Requirements:
a) In the piece defending Bethel Church, what are the two things on which the writer says they cannot agree with the detractors?
b) Proceed with the piece defending Bethel Church, picking up right after its last sentence.

Source extract:
There is a reason that I support Bill Johnson and his ministry. It is not because I think that Bethel Church is beyond correctness. I have voiced my own concerns over how the school is run and some of the eschatology that is trumped from Redding.

I could agree with the detractors on many things but I can’t agree with them on two very important things. I could not agree with them on their desire to humiliate ministries. One example of this would be what Justin Peters tried in Tulsa to Todd Bentley. The other issue that I could never agree with Bethel’s detractors on is their attitude.

Unlike them, I have been in Redding, I have met with leaders, I have given ministry to people there and I have received ministry from people there. I have found them to be pure in their desire for the fame of Jesus to fill the earth. They might not always get everything right in doctrine but they do have the right heart before the Lord.

Let’s get one thing straight: while Bethel Redding does not share some of the same doctrines as classic Pentecostals do historically; Bethel Church is a Pentecostal church that believes in the Baptism of the Holy Spirit, praying in tongues and healing the sick. Eschatology is an area that we can agree to disagree.

Bethel is New Apostolic Reformation?

I do not even know who started this mentality that anyone that is hungry for the fire of the Spirit is part of this “evil” movement they call the New Apostolic Reformation (NAR). These people attack everyone from Toronto (John Arnott) to Brownsville (Steve Hill) to IHOPKC (Mike Bickle) to Bethel Redding saying they are part of this movement. Let me tell you that that is a lot of different ministries that are vastly different. The message of the Father’s Heart that is trumped out of Toronto is far from Steve Hill’s repentance messages as the day is from the night.

Pointing dataset records:
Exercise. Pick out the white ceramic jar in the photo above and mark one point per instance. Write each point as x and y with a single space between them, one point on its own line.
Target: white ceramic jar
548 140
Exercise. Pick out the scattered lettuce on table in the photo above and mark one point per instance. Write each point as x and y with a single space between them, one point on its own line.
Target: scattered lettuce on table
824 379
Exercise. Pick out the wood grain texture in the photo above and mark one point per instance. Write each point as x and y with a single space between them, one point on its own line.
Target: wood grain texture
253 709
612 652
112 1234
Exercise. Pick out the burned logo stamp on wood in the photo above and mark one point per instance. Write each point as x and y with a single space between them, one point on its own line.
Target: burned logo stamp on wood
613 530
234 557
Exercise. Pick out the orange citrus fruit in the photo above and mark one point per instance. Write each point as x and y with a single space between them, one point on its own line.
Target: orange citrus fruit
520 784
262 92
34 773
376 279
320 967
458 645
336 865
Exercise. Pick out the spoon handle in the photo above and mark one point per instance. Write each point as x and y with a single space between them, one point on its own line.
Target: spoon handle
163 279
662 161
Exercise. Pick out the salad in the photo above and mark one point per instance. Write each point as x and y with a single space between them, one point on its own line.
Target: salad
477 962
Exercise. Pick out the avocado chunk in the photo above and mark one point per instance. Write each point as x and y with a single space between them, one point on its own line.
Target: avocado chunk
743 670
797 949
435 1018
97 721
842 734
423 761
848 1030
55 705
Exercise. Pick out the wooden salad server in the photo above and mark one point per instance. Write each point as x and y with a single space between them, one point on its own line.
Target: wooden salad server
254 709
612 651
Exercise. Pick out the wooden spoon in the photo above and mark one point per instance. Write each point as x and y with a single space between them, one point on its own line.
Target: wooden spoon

Expected results:
a) Their desire to humiliate ministries and their attitude.

b)
If believing in the apostolic and prophetic ministries is what makes a ministry part of this made up “reformation,” I guess the whole Pentecostal movement is part of it. Apostles were seen as early as the Topeka Outpouring. Charles Fox Parham was regarded as one by many. Many peer consisted Smith Wigglesworth as the Apostle of Faith. Needless to say, this is not a new thing.

While there are some ministries out there that are Kingdom Now, I do not believe that Bill Johnson and Bethel Church could honestly be called one of them. Outside of a few times that leaders have expressed their personal support for some political leaders (Donald Trump), they hardly are political. I am not aware of any message that they say, “When we get the right guy in office, all Heaven will come down.”

Is it about the belief in miracles? If that is what makes a ministry part of this Apostolic Reformation that these detractors talk about, every Pentecostal church in the last 120 years is guilty as charged. While Bethel has had some amazing experiences, they are mild compared to divine encounters that happened in Topeka and at Azusa Street. Whole congregations were having out of body encounters with Heaven back then!

Get Bill Johnson’s Releasing the spirit of prophecy

Relational networks is another thing I hear thrown around about this “reformation.” I have to laugh when I hear this especially from Assemblies of God people. The reason this is so odd to me because the Assemblies is not a denomination but a corporate fellowship according to the Constitution. It seems some pastors need to re-read their history and polity. Pentecostal movements have always been relational networks. It was just called corporate fellowships back then!

Bethel Church is classic Pentecostal

I know many will debate this but the truth remains. Bethel has always been, is and will remain to be a Pentecostal church. Bethel Church changed their name a few years ago but for most of its history, it was known as Bethel Assembly of God.

While it is true that Bethel left the Assemblies of God about a decade ago (I am not sure if Bill Johnson is still credentialed with them or not), being part of one of the movements does not make one Pentecostal. It is about what you believe, not the name on your building.

They believe in the baptism of the Holy Spirit. It is often that the importance of this reality is trumped publicly for people to encounter the Acts 2 experience. There is also a high importance put on praying in tongues at the church.

I do not know of a church in America that wants to see divine healing as an integral part of the gospel. Many of us say it but few of us will preach it week in and week out like Bill Johnson has for decades.

Having Pentecostal eschatology is not about the rapture as much as it is about the end time harvest. Jesus was the one that told us to focus more on the harvest than the timing of the return of the Lord (Acts 1:7-8) Bethel Church is very firmly a church that believes in the great end-time revival.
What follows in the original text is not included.